[start GIVEN TEXT]

In effect, it would appear that these measures are blunt placeholders – they achieve a particular fiscal objective in that they collect the desired amount of tax in the current year, but are intended to be temporary until a more sustainable restructuring of the income tax system can take place.

The Commission on Taxation began its work before the severity of the current economic position became apparent, and in the interim, the significance of its role has increased. It is now expected to report in July next with a focus on a number of areas including carbon taxes, child benefits, and the tax regime applying to research and development, and property taxes. This report is likely to be the framework for the next budget. Some of the other tax-raising measures announced yesterday included the restriction of mortgage interest relief for both owner-occupiers and investors and an increase in the Capital Gains Tax and Capital Acquisitions Tax rates.

In a very welcome move for business, the Minister announced the introduction of an intellectual property tax regime. Whilst little detail was given in his speech, this development should allow Ireland to further develop its knowledge economy and allow Irish and international businesses in Ireland move up the value chain.

[end GIVEN TEXT]

WRITTEN PROBLEM A -> Transcribe the tax passage from "The Commission on" up to and including "Acquisitions Tax rates.".
WRITTEN PROBLEM B -> According to the tax passage, when is the Commission on Taxation now expected to report?

[start ITEMS]

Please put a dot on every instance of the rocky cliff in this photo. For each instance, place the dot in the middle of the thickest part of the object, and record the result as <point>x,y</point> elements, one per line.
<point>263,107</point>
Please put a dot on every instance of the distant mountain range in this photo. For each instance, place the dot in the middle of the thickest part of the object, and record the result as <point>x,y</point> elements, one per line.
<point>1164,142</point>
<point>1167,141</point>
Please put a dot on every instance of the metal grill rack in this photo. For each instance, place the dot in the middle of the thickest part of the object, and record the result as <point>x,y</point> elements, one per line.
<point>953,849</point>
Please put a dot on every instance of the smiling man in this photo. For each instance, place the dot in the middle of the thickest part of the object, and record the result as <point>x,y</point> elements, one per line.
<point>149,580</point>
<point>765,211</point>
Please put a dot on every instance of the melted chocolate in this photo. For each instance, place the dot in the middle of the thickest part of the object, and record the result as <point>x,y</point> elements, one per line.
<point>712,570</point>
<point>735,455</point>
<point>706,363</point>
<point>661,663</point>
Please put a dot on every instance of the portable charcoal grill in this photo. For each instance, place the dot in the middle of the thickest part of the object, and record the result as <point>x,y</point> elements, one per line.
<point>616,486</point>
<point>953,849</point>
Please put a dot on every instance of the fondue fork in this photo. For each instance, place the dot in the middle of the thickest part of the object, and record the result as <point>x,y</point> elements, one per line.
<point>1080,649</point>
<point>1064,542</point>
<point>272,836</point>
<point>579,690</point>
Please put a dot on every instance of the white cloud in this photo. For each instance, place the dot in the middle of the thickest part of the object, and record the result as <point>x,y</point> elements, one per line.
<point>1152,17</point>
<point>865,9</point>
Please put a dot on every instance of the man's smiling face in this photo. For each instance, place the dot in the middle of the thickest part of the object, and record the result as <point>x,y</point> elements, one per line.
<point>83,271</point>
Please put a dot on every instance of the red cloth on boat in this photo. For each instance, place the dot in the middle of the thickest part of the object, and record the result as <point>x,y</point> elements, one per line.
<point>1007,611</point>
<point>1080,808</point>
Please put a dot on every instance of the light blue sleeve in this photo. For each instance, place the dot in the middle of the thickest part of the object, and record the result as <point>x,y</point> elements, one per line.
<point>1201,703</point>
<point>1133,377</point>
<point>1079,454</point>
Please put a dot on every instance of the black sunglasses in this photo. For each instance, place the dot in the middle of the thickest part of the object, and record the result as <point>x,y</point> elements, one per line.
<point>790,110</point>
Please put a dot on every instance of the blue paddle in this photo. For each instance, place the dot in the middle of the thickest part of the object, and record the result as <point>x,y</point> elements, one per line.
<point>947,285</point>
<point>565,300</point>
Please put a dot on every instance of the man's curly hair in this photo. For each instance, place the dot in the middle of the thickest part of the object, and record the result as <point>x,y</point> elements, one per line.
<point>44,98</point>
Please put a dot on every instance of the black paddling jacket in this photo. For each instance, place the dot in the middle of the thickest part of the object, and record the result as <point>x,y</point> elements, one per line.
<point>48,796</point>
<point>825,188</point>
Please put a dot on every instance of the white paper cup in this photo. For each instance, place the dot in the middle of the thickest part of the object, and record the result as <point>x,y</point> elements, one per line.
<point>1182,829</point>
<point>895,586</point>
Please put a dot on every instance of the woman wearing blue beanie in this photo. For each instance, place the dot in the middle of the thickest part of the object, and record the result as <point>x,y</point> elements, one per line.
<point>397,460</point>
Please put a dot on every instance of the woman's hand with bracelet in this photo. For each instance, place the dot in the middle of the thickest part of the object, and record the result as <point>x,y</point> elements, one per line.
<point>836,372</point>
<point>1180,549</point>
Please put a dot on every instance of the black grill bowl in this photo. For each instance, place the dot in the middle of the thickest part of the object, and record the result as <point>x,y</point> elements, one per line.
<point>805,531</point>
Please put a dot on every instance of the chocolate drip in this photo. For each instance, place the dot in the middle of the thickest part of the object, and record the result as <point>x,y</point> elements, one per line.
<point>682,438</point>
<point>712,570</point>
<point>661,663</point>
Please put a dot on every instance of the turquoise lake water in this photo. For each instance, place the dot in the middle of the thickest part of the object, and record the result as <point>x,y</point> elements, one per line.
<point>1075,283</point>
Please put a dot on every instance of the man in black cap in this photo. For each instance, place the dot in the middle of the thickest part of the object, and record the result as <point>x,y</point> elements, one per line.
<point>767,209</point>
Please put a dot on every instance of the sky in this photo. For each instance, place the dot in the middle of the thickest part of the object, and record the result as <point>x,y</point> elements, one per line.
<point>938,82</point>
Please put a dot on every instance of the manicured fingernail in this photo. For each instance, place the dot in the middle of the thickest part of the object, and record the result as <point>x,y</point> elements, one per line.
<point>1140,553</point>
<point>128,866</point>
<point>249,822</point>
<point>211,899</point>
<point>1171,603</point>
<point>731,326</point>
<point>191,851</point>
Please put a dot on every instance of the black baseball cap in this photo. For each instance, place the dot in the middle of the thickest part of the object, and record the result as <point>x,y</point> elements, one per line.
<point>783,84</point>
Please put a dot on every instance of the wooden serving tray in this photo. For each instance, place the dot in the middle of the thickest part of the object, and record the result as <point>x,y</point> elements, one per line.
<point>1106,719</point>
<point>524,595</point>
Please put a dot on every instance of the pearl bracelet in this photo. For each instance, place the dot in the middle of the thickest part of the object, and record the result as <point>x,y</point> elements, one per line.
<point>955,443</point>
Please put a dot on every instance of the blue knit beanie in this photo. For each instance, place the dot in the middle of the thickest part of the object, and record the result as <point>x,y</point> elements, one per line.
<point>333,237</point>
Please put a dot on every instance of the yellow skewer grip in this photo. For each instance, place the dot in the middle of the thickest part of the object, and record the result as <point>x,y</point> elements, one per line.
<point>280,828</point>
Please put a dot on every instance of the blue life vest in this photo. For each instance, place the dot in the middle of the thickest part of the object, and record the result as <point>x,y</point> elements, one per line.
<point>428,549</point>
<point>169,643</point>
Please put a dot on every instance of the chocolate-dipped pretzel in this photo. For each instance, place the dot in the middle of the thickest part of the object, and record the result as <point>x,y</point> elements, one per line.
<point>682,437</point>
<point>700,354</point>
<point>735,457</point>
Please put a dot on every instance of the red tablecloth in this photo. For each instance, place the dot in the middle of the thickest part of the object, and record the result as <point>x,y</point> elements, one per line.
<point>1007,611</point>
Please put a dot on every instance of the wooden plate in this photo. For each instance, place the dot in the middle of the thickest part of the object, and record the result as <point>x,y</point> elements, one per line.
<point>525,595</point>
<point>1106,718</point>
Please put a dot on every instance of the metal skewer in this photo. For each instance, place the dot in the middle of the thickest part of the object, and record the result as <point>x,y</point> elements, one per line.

[end ITEMS]

TASK ANSWER A ->
The Commission on Taxation began its work before the severity of the current economic position became apparent, and in the interim, the significance of its role has increased. It is now expected to report in July next with a focus on a number of areas including carbon taxes, child benefits, and the tax regime applying to research and development, and property taxes. This report is likely to be the framework for the next budget. Some of the other tax-raising measures announced yesterday included the restriction of mortgage interest relief for both owner-occupiers and investors and an increase in the Capital Gains Tax and Capital Acquisitions Tax rates.

TASK ANSWER B -> In July next.